━━━━━ PASSAGE SHOWN ━━━━━

# Signing



## lineman661 (Dec 30, 2010)

Just a question I'll try not to piss anyone off by asking it, it seems I ask wrong damn questions every time, isn't signing for a package unsafe?


----------



## SFW (Dec 30, 2010)

This should explain things






YouTube Video


----------



## lineman661 (Dec 30, 2010)

Lol.  Just keep hearing from friends not to butt all the feed back I read sais it's all good


----------



## Retlaw (Dec 30, 2010)

lineman661 said:


> Just a question I'll try not to piss anyone off by asking it, it seems I ask wrong damn questions every time, isn't signing for a package unsafe?


  Holy shit bro.. Seriously are you one of Jerry's kids you retard ??


----------



## lineman661 (Dec 30, 2010)

━━━━━ MATERIAL PROVIDED ━━━━━

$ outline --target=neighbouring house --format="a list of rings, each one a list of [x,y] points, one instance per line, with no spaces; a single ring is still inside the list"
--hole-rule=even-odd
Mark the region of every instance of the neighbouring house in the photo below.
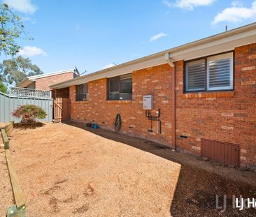
[[[73,69],[68,69],[48,74],[42,74],[29,76],[19,84],[17,87],[29,88],[40,90],[51,90],[50,85],[69,80],[79,76]],[[68,88],[58,89],[52,91],[52,97],[69,98],[69,91]]]
[[[122,133],[256,170],[256,23],[50,88],[69,88],[73,121],[119,113]]]

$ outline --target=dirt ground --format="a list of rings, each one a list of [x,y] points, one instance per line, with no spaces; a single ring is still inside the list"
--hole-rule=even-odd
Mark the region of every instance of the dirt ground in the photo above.
[[[232,209],[232,195],[256,197],[255,173],[83,126],[47,124],[12,134],[27,216],[256,215]],[[227,211],[216,209],[216,194],[227,195]]]
[[[1,141],[0,141],[1,142]],[[0,216],[5,216],[7,209],[13,204],[12,188],[4,149],[0,149]]]

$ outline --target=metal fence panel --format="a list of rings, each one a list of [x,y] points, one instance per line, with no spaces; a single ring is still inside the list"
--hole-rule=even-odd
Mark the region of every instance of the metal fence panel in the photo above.
[[[36,98],[29,97],[10,96],[0,92],[0,122],[8,121],[20,122],[20,119],[14,118],[11,113],[20,105],[35,105],[40,106],[47,113],[44,119],[38,121],[42,122],[52,121],[52,99],[51,98]]]

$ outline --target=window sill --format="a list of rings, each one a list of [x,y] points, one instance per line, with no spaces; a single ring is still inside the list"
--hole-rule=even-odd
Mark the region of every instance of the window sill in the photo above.
[[[132,100],[106,100],[107,103],[131,104]]]
[[[83,100],[83,101],[75,101],[76,103],[88,103],[88,100]]]
[[[220,91],[214,92],[198,92],[198,93],[187,93],[183,94],[183,98],[233,98],[234,91]]]

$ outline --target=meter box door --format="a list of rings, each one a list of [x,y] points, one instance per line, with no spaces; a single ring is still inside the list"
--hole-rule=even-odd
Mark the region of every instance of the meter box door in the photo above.
[[[153,96],[143,96],[143,110],[151,110],[153,109]]]

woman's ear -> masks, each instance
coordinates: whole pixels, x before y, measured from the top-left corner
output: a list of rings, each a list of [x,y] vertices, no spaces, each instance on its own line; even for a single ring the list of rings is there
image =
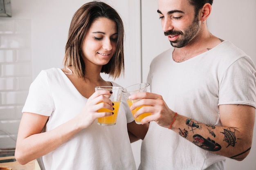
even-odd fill
[[[211,12],[211,5],[209,3],[204,4],[204,5],[200,10],[199,16],[201,17],[200,20],[204,22],[206,20],[210,15]]]

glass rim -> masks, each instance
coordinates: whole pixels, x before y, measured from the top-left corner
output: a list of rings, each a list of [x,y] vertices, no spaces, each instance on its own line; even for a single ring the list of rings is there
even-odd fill
[[[124,88],[121,87],[119,87],[118,86],[96,86],[95,87],[95,88],[98,88],[98,89],[100,90],[121,90],[123,89]]]
[[[145,87],[144,87],[143,88],[140,88],[140,89],[138,89],[138,90],[135,90],[135,91],[124,91],[125,89],[127,89],[128,88],[130,88],[130,87],[132,87],[132,86],[137,86],[137,85],[138,85],[139,84],[147,84],[147,85]],[[150,85],[150,84],[149,84],[149,83],[138,83],[138,84],[133,84],[133,85],[131,85],[131,86],[129,86],[128,87],[126,87],[125,88],[124,88],[123,89],[123,93],[131,93],[131,92],[135,92],[135,91],[139,91],[141,90],[142,89],[144,89],[145,88],[146,88],[147,87],[148,87],[149,86],[149,85]]]

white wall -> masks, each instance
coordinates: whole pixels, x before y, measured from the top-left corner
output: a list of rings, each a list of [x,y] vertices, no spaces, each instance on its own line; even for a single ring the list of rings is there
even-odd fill
[[[157,13],[157,0],[141,0],[142,79],[146,81],[152,59],[170,46]],[[232,42],[250,55],[256,64],[256,1],[214,0],[207,21],[210,32]],[[256,168],[256,126],[248,156],[242,161],[228,159],[227,170]]]

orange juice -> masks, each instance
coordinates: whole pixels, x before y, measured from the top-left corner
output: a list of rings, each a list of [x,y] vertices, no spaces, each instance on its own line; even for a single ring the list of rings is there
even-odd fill
[[[129,107],[130,107],[131,106],[132,106],[134,103],[135,103],[138,100],[127,100],[127,103],[128,104],[128,105],[129,105]],[[141,107],[143,106],[141,106],[137,108],[135,108],[133,110],[131,110],[132,112],[132,116],[133,116],[133,118],[134,118],[134,120],[135,120],[135,121],[136,123],[136,124],[141,124],[140,123],[140,121],[141,121],[141,120],[144,118],[148,116],[149,116],[150,115],[151,115],[151,113],[144,113],[143,114],[141,114],[137,118],[135,118],[135,117],[134,117],[134,114],[135,114],[135,113],[137,111],[138,111],[139,109],[141,108]]]
[[[115,108],[114,110],[106,108],[101,108],[98,110],[98,112],[113,112],[114,114],[111,116],[106,117],[99,117],[98,118],[98,124],[101,125],[111,126],[116,124],[118,109],[120,106],[120,102],[112,102],[114,103],[113,107]]]

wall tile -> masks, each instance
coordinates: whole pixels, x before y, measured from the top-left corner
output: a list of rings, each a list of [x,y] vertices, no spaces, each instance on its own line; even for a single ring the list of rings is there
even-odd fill
[[[24,104],[28,94],[27,91],[0,92],[2,105]]]
[[[0,34],[13,33],[15,32],[14,20],[2,19],[0,21]]]
[[[0,77],[0,91],[16,90],[16,82],[14,77]]]
[[[0,106],[0,120],[6,120],[16,119],[17,108],[14,106]]]
[[[14,62],[14,56],[12,50],[0,50],[0,63]]]
[[[2,64],[2,76],[29,76],[31,75],[31,65],[30,63]]]
[[[31,32],[31,24],[30,20],[16,20],[15,22],[15,33],[27,33],[28,35]]]
[[[28,48],[30,42],[30,36],[27,34],[0,35],[0,48]]]
[[[17,62],[31,61],[30,49],[20,49],[16,51],[16,61]]]
[[[0,19],[0,148],[15,148],[32,82],[31,20]]]

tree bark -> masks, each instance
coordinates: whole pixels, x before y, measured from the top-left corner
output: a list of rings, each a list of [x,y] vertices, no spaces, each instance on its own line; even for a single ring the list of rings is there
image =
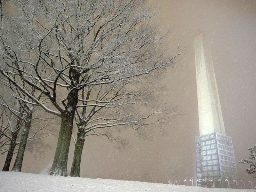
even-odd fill
[[[74,116],[63,115],[53,162],[48,173],[50,175],[68,176],[68,157],[72,134]]]
[[[76,139],[76,143],[75,148],[73,162],[71,168],[70,176],[80,177],[80,165],[81,163],[81,157],[84,143],[85,133],[83,129],[78,130]]]
[[[9,147],[9,150],[8,150],[8,153],[7,154],[7,156],[5,159],[5,161],[4,162],[4,165],[2,171],[9,171],[11,164],[11,162],[12,161],[12,156],[13,154],[13,151],[16,146],[16,143],[15,140],[12,140],[11,141],[10,146]]]
[[[4,162],[4,165],[2,171],[9,171],[10,168],[10,165],[12,156],[13,155],[13,151],[16,147],[16,140],[17,139],[17,136],[18,133],[20,132],[21,126],[21,119],[19,119],[17,122],[15,130],[12,134],[12,140],[11,140],[10,145],[9,147],[9,150],[8,150],[8,153],[5,159]]]
[[[28,133],[29,130],[31,127],[31,121],[32,118],[33,112],[31,112],[28,114],[26,118],[26,122],[25,123],[25,127],[23,132],[21,133],[21,138],[19,147],[19,150],[17,153],[17,156],[15,159],[12,171],[15,172],[21,172],[21,167],[23,162],[23,158],[24,157],[24,153],[27,145]]]

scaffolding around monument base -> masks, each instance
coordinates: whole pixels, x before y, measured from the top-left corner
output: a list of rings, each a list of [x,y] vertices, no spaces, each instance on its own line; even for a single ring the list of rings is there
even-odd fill
[[[214,132],[196,136],[196,141],[197,186],[221,188],[223,186],[221,182],[225,180],[236,180],[236,167],[230,137]]]

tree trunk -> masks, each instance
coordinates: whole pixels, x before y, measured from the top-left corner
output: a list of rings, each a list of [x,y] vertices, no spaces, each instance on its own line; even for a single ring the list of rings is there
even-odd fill
[[[78,130],[76,139],[76,143],[75,148],[73,163],[71,168],[70,176],[74,177],[80,177],[80,165],[81,157],[83,152],[84,144],[84,143],[85,133],[83,129]]]
[[[12,140],[11,141],[10,146],[9,147],[9,150],[8,150],[8,153],[5,159],[4,165],[2,171],[9,171],[11,164],[11,162],[12,158],[12,156],[13,154],[13,151],[16,146],[16,143],[15,140]]]
[[[26,118],[26,122],[24,130],[21,133],[21,138],[19,147],[19,150],[17,153],[17,156],[15,159],[12,171],[15,172],[21,172],[21,167],[23,162],[23,158],[24,157],[24,153],[27,145],[27,141],[29,133],[29,130],[31,127],[31,121],[32,118],[33,112],[31,112],[28,114]]]
[[[2,171],[9,171],[11,162],[12,161],[12,156],[13,155],[13,151],[15,149],[15,147],[16,147],[17,145],[16,140],[17,139],[17,136],[18,133],[20,130],[21,122],[21,118],[19,118],[18,119],[16,124],[15,130],[12,134],[12,140],[11,140],[10,146],[9,146],[9,150],[8,150],[8,153],[7,154],[7,156],[5,159],[5,162],[4,162],[4,165]]]
[[[50,175],[68,176],[68,157],[72,134],[74,115],[63,115],[53,162],[48,173]]]

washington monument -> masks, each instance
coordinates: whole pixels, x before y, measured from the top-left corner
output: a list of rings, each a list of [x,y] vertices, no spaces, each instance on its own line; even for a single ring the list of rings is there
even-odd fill
[[[233,147],[226,134],[209,45],[201,29],[194,42],[200,133],[196,137],[197,184],[222,188],[227,182],[229,188],[229,180],[237,178]]]

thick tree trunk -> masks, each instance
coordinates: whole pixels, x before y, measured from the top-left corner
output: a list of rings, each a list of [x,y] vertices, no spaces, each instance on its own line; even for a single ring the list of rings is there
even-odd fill
[[[81,157],[84,143],[85,133],[83,129],[79,129],[77,132],[76,143],[75,148],[73,163],[71,168],[70,176],[74,177],[80,177],[80,165],[81,163]]]
[[[21,172],[21,167],[22,167],[22,164],[23,162],[23,158],[24,157],[24,153],[26,148],[27,141],[28,137],[28,133],[29,133],[29,130],[31,127],[31,121],[32,113],[32,112],[30,112],[28,114],[27,116],[24,130],[21,133],[21,138],[20,139],[19,150],[12,171],[15,172]]]
[[[16,143],[15,140],[12,140],[11,141],[10,146],[9,147],[9,150],[8,150],[8,153],[7,154],[7,156],[5,159],[5,162],[4,162],[4,165],[2,171],[9,171],[11,164],[11,162],[12,161],[12,156],[13,154],[13,151],[16,146]]]
[[[68,157],[70,139],[72,134],[74,116],[66,115],[61,118],[61,123],[59,133],[53,162],[48,173],[50,175],[68,176]]]
[[[9,150],[8,150],[8,153],[7,154],[5,162],[4,162],[4,165],[2,171],[9,171],[10,168],[10,165],[12,156],[13,155],[13,151],[15,149],[17,144],[16,144],[16,140],[17,139],[17,136],[18,133],[20,132],[21,123],[21,118],[19,118],[17,121],[17,124],[15,127],[15,130],[12,134],[12,140],[11,140],[10,145],[9,146]]]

━━━━━

REQUIRED TASKS -
a) Write out the signing thread from "## Retlaw (Dec" to "you retard ??", replacing "package" with "parcel".
b) Pick up the signing thread after its last line and write what comes next.

PER-TASK ANSWERS -
a)
## Retlaw (Dec 30, 2010)

lineman661 said:


> Just a question I'll try not to piss anyone off by asking it, it seems I ask wrong damn questions every time, isn't signing for a parcel unsafe?


  Holy shit bro.. Seriously are you one of Jerry's kids you retard ??

b)
I'm thinkig so just new to it


----------



## GMO (Dec 30, 2010)

Just send your gear to me.  I'll sign for it.


----------



## OneWheyOrAnother (Dec 30, 2010)

dont worry about it


----------



## cavtrooper96 (Dec 30, 2010)

Ha! He said Jerry's Kids!!!


----------



## DarkHorse (Dec 30, 2010)

Don't be a pussy..... sign for it!


----------



## Work IN Progress (Dec 30, 2010)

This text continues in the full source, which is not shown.